--- GIVEN ENTRIES ---
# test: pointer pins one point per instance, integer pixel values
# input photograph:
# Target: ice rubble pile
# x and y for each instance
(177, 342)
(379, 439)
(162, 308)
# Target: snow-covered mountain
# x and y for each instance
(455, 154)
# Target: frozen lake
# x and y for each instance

---

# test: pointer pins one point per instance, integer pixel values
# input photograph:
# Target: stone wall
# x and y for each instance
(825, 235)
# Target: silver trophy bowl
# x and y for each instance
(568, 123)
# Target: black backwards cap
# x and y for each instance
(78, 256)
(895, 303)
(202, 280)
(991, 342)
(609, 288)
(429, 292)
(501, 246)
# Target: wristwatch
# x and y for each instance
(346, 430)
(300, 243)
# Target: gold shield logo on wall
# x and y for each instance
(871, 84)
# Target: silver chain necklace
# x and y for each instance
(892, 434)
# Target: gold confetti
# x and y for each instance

--- PROBLEM TO WORK ON ---
Which lines in the records above contain the word "silver"? List each of them in full, counting only matches with the same capitalization.

--- RESULT ---
# Target: silver trophy bowl
# Target: silver chain necklace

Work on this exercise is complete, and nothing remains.